(Given records)

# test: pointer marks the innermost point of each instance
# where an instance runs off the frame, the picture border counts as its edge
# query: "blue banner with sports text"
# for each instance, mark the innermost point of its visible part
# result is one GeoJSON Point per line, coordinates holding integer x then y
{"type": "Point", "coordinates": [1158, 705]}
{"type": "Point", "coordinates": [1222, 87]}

(End Given records)

**Instructions for the task:**
Within the records above, how many lines include the word "instance"? Only the number is wanted.

**Task answer:**
3